▶ _GOAL_
Please copy the data below word for word, leaving out the pictures.

[Image object location data]
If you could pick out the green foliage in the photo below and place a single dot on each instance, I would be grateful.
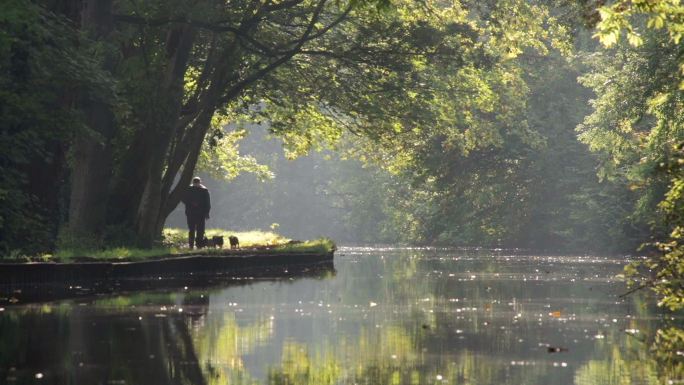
(41, 69)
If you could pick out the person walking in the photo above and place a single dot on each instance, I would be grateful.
(197, 205)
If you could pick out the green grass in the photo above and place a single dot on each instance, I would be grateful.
(175, 244)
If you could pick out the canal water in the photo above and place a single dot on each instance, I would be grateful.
(380, 316)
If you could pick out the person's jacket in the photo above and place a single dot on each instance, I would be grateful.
(197, 201)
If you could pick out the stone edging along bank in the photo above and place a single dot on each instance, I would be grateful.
(18, 273)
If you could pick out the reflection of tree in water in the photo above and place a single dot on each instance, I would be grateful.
(221, 344)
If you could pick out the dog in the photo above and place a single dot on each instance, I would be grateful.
(216, 241)
(234, 242)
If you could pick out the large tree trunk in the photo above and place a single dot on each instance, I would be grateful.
(92, 153)
(149, 154)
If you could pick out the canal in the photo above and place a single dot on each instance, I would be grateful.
(380, 316)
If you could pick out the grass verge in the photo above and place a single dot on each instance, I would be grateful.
(175, 244)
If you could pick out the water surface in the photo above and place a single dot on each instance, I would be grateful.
(383, 316)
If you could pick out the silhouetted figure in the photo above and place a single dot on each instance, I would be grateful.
(197, 206)
(234, 242)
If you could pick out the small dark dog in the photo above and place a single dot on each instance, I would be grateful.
(215, 241)
(234, 242)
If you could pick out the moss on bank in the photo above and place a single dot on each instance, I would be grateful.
(174, 244)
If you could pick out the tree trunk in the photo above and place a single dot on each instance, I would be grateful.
(92, 167)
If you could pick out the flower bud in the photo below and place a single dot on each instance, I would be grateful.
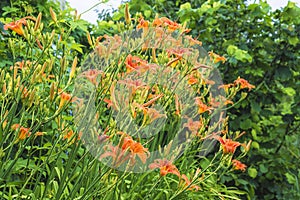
(127, 15)
(53, 15)
(38, 21)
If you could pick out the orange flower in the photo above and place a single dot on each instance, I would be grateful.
(92, 75)
(68, 135)
(16, 26)
(202, 107)
(165, 167)
(135, 63)
(188, 183)
(243, 83)
(229, 146)
(192, 80)
(118, 155)
(135, 148)
(172, 26)
(193, 126)
(226, 86)
(216, 58)
(23, 132)
(237, 165)
(64, 97)
(142, 23)
(193, 41)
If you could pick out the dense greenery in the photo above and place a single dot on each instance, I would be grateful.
(263, 46)
(116, 123)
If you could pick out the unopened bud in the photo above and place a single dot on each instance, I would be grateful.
(4, 88)
(127, 15)
(38, 21)
(89, 39)
(73, 69)
(52, 91)
(53, 15)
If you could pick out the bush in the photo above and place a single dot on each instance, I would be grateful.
(69, 125)
(263, 46)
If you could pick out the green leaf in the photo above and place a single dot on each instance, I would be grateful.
(231, 49)
(289, 91)
(290, 178)
(185, 6)
(77, 47)
(246, 124)
(252, 172)
(255, 145)
(293, 40)
(263, 168)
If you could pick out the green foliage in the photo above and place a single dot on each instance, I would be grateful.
(263, 46)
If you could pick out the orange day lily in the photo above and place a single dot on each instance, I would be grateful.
(237, 165)
(17, 26)
(188, 182)
(216, 58)
(243, 83)
(165, 167)
(202, 107)
(135, 148)
(23, 132)
(135, 63)
(229, 146)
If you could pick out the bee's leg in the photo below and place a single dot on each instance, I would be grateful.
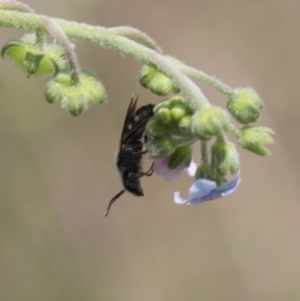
(113, 200)
(147, 173)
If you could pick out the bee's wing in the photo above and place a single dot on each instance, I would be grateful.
(139, 130)
(130, 112)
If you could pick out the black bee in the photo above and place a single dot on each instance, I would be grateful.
(129, 158)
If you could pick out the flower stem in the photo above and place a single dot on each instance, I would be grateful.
(204, 154)
(208, 79)
(134, 33)
(56, 32)
(21, 7)
(106, 38)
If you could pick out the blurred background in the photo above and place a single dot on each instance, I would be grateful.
(57, 172)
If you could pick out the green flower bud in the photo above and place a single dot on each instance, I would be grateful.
(157, 82)
(164, 115)
(182, 155)
(203, 172)
(185, 124)
(245, 105)
(169, 128)
(34, 59)
(75, 97)
(254, 139)
(225, 158)
(210, 122)
(178, 113)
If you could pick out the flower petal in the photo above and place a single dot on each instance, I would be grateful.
(191, 170)
(205, 190)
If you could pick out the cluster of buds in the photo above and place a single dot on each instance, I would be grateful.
(75, 90)
(176, 126)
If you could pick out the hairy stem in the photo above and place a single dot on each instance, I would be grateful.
(208, 79)
(111, 40)
(56, 32)
(19, 6)
(136, 34)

▶ _SOLUTION FOR THIS PROBLEM_
If you could pick out the green foliage in the photo below and place a single dot on each instance, I would be grateful.
(41, 69)
If you could pick out the person walking in the photo above and place a single dot on each instance, I would be grateful.
(197, 205)
If you could pick out the green grass in the photo above and place a single dot on each instance, I would be grateful.
(175, 244)
If you could pick out the canal water in the photo above and place a single dot on each instance, I would be grateful.
(380, 316)
If you could pick out the person's jacket in the photo above and place a single dot on each instance, I would be grateful.
(197, 201)
If you could pick out the stone edging along bank in the photo above and place a single dot on each instance, I would be grateful.
(18, 273)
If you could pick out the reflection of tree in water in the photo above and place a single dot on each instance, I would be grateful.
(221, 344)
If you could pick out the dog in the photo above and place a single dot on each instance, I would be grateful.
(216, 241)
(234, 242)
If you could pick out the large tree trunk in the photo above and place a single dot on each instance, I would be grateful.
(92, 153)
(149, 154)
If you could pick out the canal in the photo above and place a single dot on each instance, I would be grateful.
(380, 316)
If you could pick out the grass verge in the photo above and place a single dot on each instance, I would be grateful.
(175, 244)
If you could pick out the water surface in the photo above and place a single dot on each instance, I would be grateful.
(383, 316)
If you could pick out the silhouetted figure in the photo above and place a single dot on each instance, I would be grateful.
(197, 206)
(234, 242)
If you could pick out the small dark dog in the photo above and place a single dot on each instance, I would be grateful.
(215, 241)
(234, 242)
If you could pick out the moss on bank in the photo above and place a single dot on each instance, I would be grateful.
(174, 244)
If you could pick out the tree trunk in the photo above and place a single dot on each instance, I would be grateful.
(92, 167)
If you could pick out the flower bud in the photo below and place a single dot on each instance, I would be grateful.
(127, 15)
(53, 15)
(38, 21)
If you could pick out the orange flower in the photo above and place a single dot on each instance, I would be grateful.
(92, 75)
(68, 135)
(16, 26)
(202, 107)
(165, 167)
(135, 63)
(188, 183)
(243, 83)
(229, 146)
(192, 80)
(118, 155)
(135, 148)
(172, 26)
(193, 126)
(226, 86)
(216, 58)
(23, 132)
(237, 165)
(64, 97)
(142, 23)
(193, 41)
If you could pick out the dense greenery in the photo above and place a single dot on each instance, I would be grateful.
(263, 46)
(116, 123)
If you could pick out the unopened bud in the photo above and place a single dot on each instance, I would be grateful.
(4, 88)
(127, 15)
(38, 21)
(89, 39)
(73, 69)
(52, 91)
(53, 15)
If you could pick out the bush in the photo above and place a single dot on each instance, I would be grateful.
(69, 125)
(263, 46)
If you could pick out the green leaf in the photo above and place a single dot on each instance, I would be grateful.
(231, 49)
(289, 91)
(290, 178)
(185, 6)
(77, 47)
(246, 124)
(252, 172)
(255, 145)
(293, 40)
(263, 168)
If you could pick out the green foliage in the photo above and place a single dot on each instance, I would be grateful.
(263, 46)
If you could pick out the orange day lily in the photo above and place a single dot on each instance, I would be grateful.
(237, 165)
(17, 26)
(188, 182)
(216, 58)
(243, 83)
(165, 167)
(202, 107)
(135, 148)
(23, 132)
(135, 63)
(229, 146)
If you could pick out the bee's leg in the photo below and place a single dot on each instance, I would be grateful.
(113, 200)
(147, 173)
If you could pick out the bee's wing in the photo above and place a single dot on each instance, I would be grateful.
(139, 130)
(130, 112)
If you could pick out the black bee in the photo above and place a single dot on each instance, I would be grateful.
(129, 158)
If you could pick out the flower stem in the photo above and place a single dot on each instance, I would be grateful.
(204, 154)
(208, 79)
(134, 33)
(56, 32)
(21, 7)
(106, 38)
If you could pick out the blurred background in the photo above and place a single dot on each instance, I would be grateful.
(57, 172)
If you could pick out the green flower bud in the photo above and place a single dot on each instance, I would be grateful.
(157, 82)
(164, 115)
(182, 155)
(203, 172)
(185, 124)
(245, 105)
(169, 128)
(34, 59)
(75, 97)
(254, 139)
(225, 158)
(210, 122)
(178, 113)
If you could pick out the flower petal in the photo above and place a single dot on each instance, I would be grateful.
(191, 170)
(205, 190)
If you could pick out the cluster of buds in the photo above and place a single dot on each instance, I would be grateful.
(75, 90)
(176, 126)
If you could pick out the hairy stem in the photo above and place a single dot on each instance, I would be grateful.
(208, 79)
(111, 40)
(56, 32)
(19, 6)
(136, 34)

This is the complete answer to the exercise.